Point localization data:
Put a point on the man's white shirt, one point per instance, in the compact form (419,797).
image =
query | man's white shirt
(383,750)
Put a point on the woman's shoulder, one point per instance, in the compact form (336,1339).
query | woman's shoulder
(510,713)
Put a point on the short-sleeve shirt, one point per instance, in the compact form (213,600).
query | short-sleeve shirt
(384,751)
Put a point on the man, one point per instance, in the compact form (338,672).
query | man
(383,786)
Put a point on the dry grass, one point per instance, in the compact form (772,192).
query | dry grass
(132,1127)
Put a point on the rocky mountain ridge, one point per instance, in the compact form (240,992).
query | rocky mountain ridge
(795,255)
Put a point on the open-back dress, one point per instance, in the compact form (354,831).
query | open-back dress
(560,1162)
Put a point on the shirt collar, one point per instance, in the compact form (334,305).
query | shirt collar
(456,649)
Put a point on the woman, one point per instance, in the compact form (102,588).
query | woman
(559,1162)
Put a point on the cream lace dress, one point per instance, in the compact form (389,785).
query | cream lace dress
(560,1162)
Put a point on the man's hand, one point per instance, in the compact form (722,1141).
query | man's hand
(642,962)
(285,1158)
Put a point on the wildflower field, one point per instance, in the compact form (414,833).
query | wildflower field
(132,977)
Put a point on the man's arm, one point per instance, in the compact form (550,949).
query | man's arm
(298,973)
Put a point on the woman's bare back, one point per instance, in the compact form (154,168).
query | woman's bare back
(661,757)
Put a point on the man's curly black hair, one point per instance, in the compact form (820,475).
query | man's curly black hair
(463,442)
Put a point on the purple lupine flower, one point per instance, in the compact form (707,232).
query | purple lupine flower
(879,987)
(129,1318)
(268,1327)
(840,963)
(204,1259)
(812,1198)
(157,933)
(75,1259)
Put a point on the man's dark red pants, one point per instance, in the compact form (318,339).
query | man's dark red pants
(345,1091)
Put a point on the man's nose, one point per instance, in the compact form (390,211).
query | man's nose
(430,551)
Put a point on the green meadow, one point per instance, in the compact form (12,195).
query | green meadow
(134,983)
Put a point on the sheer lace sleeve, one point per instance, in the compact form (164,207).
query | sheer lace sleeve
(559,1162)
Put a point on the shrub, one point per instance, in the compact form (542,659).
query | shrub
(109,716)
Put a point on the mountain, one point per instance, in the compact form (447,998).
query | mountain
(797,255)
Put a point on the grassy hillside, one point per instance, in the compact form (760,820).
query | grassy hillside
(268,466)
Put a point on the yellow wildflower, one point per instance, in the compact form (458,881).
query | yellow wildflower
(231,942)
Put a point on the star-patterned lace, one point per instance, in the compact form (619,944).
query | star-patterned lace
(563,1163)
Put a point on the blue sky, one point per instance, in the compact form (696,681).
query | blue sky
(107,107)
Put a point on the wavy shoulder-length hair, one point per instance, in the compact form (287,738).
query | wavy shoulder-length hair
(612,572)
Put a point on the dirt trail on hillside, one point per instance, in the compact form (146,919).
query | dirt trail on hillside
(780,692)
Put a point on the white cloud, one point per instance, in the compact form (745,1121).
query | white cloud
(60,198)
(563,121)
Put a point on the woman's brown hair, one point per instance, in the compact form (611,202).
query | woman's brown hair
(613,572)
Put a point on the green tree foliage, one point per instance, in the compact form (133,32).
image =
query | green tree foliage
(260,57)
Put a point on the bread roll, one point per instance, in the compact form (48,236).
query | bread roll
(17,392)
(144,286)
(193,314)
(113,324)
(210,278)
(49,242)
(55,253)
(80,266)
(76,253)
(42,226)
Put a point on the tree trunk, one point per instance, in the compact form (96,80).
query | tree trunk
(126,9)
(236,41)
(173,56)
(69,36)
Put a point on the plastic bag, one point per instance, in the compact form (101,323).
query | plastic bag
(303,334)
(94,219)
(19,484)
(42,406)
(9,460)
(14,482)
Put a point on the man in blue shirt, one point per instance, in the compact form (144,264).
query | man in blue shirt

» Your objective:
When you answer, return the records above exactly as they stand.

» Result of the exercise:
Put a point on the man's white shirt, one point per instance, in the compact form (419,797).
image =
query | man's white shirt
(383,750)
Put a point on the woman's shoulder, one point per instance, in the compact form (336,1339).
query | woman's shoulder
(510,713)
Put a point on the short-sleeve shirt, one point per instance, in the compact form (213,600).
query | short-sleeve shirt
(384,751)
Put a point on the man, one point per instance, in the compact form (338,672).
query | man
(383,786)
Put a point on the dry grass, one point per instance, in the compact form (772,192).
query | dry grass
(132,1127)
Put a point on the rocky mountain ridge, one point per instance, in the compact form (240,992).
query | rocky mountain ridge
(795,255)
Put a point on the open-back dress, one point per instance, in the compact form (354,831).
query | open-back dress
(560,1162)
Put a point on the shirt collar, one point per instance, in the compact form (334,305).
query | shirt collar
(456,649)
Put a point on the woman, one point per instance, in the compact form (102,588).
query | woman
(559,1162)
Put a point on the cream lace dress, one point per instance, in the compact form (389,785).
query | cream lace dress
(560,1162)
Put a point on the man's hand, one point per instance, in the compact form (722,1141).
query | man's hand
(642,962)
(285,1158)
Put a point on the wildflower field, one point per instance, in the compact form (414,833).
query | wildflower field
(132,977)
Put a point on the man's arm, one point per instance, in the compact form (550,949).
query | man's arm
(298,973)
Put a point on the woman's bare back, one point per instance, in the compact form (154,168).
query | woman's bare back
(661,757)
Put a point on the man's curly black hair, one point per instance, in the compact form (820,475).
query | man's curly black hair
(463,442)
Put a point on the purple lupine flower, one point per instance, in the compact form (707,232).
query | purple lupine flower
(879,987)
(129,1318)
(268,1327)
(840,963)
(204,1259)
(812,1198)
(157,933)
(75,1259)
Put a point on the man's dark red pants, one point per instance, in the compact form (318,339).
query | man's dark red pants
(345,1091)
Put a point on the man's nose, one point per instance, in the compact form (390,211).
query | man's nose
(430,551)
Put a point on the green meadow, one point per instance, in the compact form (12,195).
query | green meadow
(134,983)
Put a point on the sheer lace sleeve, one point per instance, in the compact form (164,207).
query | sheer lace sleeve
(559,1162)
Put a point on the shrub, one point per instance, in the compact form (542,659).
query | shrub
(109,716)
Put a point on the mountain, one point per instance, in the compact form (447,998).
query | mountain
(797,255)
Put a point on the grassy hillside, one point per instance, in the compact form (760,820).
query | grassy hillside
(268,466)
Put a point on the yellow wildflower, one point per instance, in the compact form (458,881).
query | yellow wildflower
(231,942)
Put a point on the star-patterned lace, one point per instance, in the compact form (619,944).
query | star-patterned lace
(563,1163)
Put a point on the blue sky, one point per instance, in the compact form (696,681).
query | blue sky
(107,107)
Put a point on the wavy shoulder-length hair, one point per instance, in the compact form (287,738).
query | wavy shoulder-length hair
(612,572)
Put a point on the dirt trail on hillside, one point per instance, in the compact form (146,919).
query | dirt trail on hillside
(780,692)
Put a point on the white cloud, one point per instance, in the compact form (745,1121).
query | white cloud
(60,198)
(563,121)
Put a point on the woman's brown hair, one point per instance, in the compact form (611,202).
query | woman's brown hair
(613,572)
Put a point on the green tree foliage, one point per instance, in the compact form (133,32).
image =
query | green tree foliage
(260,57)
Put a point on the bread roll, one point per instance, in the compact form (48,236).
query | bread roll
(17,392)
(144,286)
(193,314)
(113,324)
(210,278)
(49,242)
(55,253)
(80,266)
(76,253)
(42,226)
Put a point on the tree trunk, one point per instance, in the compact form (96,80).
query | tree trunk
(126,9)
(236,41)
(173,56)
(69,36)
Put a point on the plastic bag, one point per instance, in the compact form (101,323).
query | plastic bag
(303,334)
(94,219)
(19,484)
(42,406)
(9,460)
(14,482)
Put a point on the man in blue shirt, one point per instance, in the compact form (144,264).
query | man in blue shirt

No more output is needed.